— START OF Supplied data —
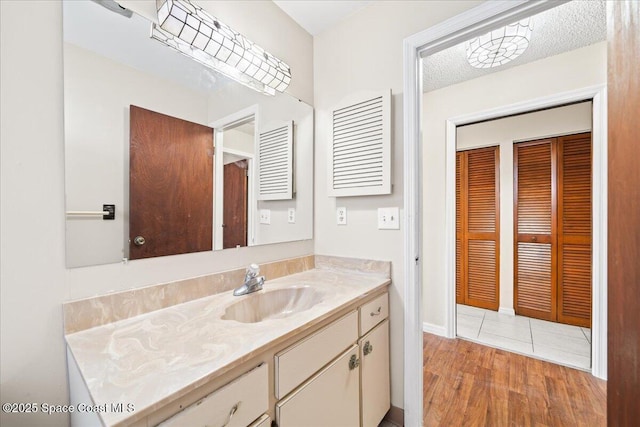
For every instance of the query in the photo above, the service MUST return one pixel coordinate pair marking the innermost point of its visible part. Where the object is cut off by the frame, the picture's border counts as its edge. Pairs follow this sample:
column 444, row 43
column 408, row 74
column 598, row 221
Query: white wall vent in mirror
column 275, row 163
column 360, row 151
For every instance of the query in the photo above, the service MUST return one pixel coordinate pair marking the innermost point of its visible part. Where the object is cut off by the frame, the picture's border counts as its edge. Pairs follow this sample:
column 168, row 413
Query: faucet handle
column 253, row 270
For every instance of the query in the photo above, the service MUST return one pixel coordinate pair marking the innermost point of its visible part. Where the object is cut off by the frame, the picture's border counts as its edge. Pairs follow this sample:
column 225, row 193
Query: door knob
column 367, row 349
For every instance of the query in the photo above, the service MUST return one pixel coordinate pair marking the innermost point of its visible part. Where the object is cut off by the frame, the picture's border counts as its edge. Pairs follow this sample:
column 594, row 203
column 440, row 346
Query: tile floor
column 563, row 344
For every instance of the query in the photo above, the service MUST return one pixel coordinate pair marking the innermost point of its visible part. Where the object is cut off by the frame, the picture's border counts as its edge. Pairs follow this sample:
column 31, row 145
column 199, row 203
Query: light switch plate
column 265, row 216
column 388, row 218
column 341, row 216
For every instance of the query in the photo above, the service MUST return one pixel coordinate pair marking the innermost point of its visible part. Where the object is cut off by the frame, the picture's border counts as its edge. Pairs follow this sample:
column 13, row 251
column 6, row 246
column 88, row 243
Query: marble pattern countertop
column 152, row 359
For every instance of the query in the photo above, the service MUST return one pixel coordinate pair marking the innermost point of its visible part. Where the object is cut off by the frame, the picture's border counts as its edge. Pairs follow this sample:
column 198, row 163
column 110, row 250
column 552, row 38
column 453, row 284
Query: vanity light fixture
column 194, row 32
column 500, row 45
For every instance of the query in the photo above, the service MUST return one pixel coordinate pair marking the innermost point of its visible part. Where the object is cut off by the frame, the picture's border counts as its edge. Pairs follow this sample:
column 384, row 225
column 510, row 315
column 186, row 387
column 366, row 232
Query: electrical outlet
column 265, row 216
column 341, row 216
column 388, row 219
— END OF Supplied data —
— START OF Supplied data —
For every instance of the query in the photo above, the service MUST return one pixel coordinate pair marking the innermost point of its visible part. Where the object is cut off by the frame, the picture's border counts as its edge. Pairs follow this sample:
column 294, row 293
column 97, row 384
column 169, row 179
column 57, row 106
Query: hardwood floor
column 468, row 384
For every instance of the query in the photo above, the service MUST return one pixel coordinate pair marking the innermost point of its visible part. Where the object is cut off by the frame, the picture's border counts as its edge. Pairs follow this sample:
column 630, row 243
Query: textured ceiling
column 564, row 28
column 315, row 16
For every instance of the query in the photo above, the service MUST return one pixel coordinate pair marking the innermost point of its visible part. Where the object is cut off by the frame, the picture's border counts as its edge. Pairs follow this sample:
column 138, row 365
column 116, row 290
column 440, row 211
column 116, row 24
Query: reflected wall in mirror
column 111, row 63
— END OF Supplied data —
Count the lines in the entries above that contain the string "floor", and give only the number.

Response to the exercise: 2